_Set exercise 1_: Translate this sentence from the job posting below into Spanish: "Microsoft’s mission is to empower every person and every organization on the planet to achieve more."
_Set exercise 2_: In the job posting below, which three values does Microsoft say it builds on each day?

_Provided text_:
※ ※ ※

Senior Site Reliability Engineer

6 months ago


Hyderabad, India Microsoft Full time

Overview

Do you have a passion for high scale services and working with some of Microsoft’s most critical cloud capabilities? We’re looking for a Senior Site Relability Engineer with the right mix of software development, Cloud experience and passion for quality to envision, design, and deliver solutions for Microsoft's cloud Infrastructure.

Microsoft’s mission is to empower every person and every organization on the planet to achieve more. As employees we come together with a growth mindset, innovate to empower others and collaborate to realize our shared goals. Each day we build on our values of respect, integrity, and accountability to create a culture of inclusion where everyone can thrive at work and beyond.

In alignment with our Microsoft values, we are committed to cultivating an inclusive work environment for all employees to positively impact our culture every day.Are you looking to be at the forefront of Microsoft’s cloud computing transformation? Are you looking to work in an agile environment that ships frequently while maintaining a focus on long-term bets? Do you want to work with state of the art distributed systems that deal with near real time detections on petabyte scale telemetry using Machine Learning and traditional software to deliver on Cloud Availability and Safety goals. Do you want to make an impact in a team of talented engineers delivering world class Software solutions?

※ ※ ※

_Recorded data_:
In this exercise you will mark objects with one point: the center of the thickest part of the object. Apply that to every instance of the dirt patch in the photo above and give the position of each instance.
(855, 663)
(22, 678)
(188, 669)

※ ※ ※

_Problem solution 1_: La misión de Microsoft es empoderar a cada persona y a cada organización del planeta para que logren más.

_Problem solution 2_: Respect, integrity, and accountability.